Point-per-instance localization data
==============================

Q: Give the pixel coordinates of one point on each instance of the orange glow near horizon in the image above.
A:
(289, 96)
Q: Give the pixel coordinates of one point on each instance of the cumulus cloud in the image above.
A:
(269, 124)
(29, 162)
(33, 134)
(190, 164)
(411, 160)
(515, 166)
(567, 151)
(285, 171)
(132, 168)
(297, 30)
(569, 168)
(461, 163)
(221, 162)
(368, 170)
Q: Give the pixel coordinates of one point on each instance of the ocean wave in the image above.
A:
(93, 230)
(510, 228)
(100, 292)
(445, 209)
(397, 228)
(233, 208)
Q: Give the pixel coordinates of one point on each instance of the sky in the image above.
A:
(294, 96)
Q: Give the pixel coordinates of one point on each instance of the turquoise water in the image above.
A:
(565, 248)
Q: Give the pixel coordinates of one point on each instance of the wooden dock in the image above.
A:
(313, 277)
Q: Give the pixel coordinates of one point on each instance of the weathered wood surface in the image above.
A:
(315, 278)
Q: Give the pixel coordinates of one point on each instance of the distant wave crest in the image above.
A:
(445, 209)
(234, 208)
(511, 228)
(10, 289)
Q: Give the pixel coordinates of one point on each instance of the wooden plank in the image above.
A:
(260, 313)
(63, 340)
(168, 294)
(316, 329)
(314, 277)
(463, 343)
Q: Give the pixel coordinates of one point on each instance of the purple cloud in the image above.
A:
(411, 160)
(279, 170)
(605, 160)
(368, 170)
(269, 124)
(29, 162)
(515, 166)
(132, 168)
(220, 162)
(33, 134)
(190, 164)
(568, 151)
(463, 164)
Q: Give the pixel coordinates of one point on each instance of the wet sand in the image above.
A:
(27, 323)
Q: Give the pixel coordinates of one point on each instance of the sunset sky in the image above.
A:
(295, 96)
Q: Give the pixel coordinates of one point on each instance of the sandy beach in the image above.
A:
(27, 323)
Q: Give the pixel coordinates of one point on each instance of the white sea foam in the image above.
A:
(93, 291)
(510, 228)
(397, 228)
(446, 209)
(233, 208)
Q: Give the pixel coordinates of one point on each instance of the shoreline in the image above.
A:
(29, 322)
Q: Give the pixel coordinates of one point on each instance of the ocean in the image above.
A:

==============================

Copy out the records above exactly.

Q: Give the pixel coordinates of one point on each instance of the orange glow near horizon in the image above.
A:
(289, 96)
Q: Give the pixel coordinates of one point on each instance of the cumulus cloud in the image above.
A:
(269, 124)
(29, 162)
(33, 134)
(190, 164)
(411, 160)
(515, 166)
(567, 151)
(285, 171)
(132, 168)
(297, 30)
(569, 168)
(461, 163)
(221, 162)
(368, 170)
Q: Give the pixel coordinates of one point on each instance of the ocean wave in the image above.
A:
(93, 230)
(510, 228)
(100, 292)
(445, 209)
(397, 228)
(233, 208)
Q: Give the pixel coordinates of one point on each instance of the sky in the image above.
A:
(294, 96)
Q: Give the pixel coordinates of one point on each instance of the turquoise water in the image above.
A:
(565, 248)
Q: Give the pixel coordinates of one point on each instance of the wooden dock in the image above.
A:
(313, 277)
Q: Give the pixel coordinates of one point on each instance of the weathered wood surface in the image above.
A:
(315, 278)
Q: Give the pixel coordinates of one point on each instance of the distant wave crest in the image above.
A:
(445, 209)
(234, 208)
(511, 228)
(10, 289)
Q: Give the pixel coordinates of one point on each instance of the wooden plank in the image above.
A:
(260, 313)
(63, 340)
(168, 294)
(316, 329)
(314, 277)
(463, 343)
Q: Give the pixel coordinates of one point on each instance of the purple cloud in the image above.
A:
(411, 160)
(279, 170)
(605, 160)
(368, 170)
(269, 124)
(29, 162)
(515, 166)
(132, 168)
(220, 162)
(33, 134)
(190, 164)
(568, 151)
(463, 164)
Q: Give the pixel coordinates of one point on each instance of the wet sand in the image above.
A:
(27, 323)
Q: Give the pixel coordinates of one point on each instance of the sunset sky in the image above.
A:
(295, 96)
Q: Give the pixel coordinates of one point on each instance of the sandy beach in the image above.
A:
(27, 323)
Q: Give the pixel coordinates of one point on each instance of the white sea foam in the image above.
A:
(93, 291)
(510, 228)
(397, 228)
(446, 209)
(233, 208)
Q: Give the pixel coordinates of one point on each instance of the shoreline in the image above.
A:
(29, 322)
Q: Give the pixel coordinates of one point on each instance of the ocean in the image above.
A:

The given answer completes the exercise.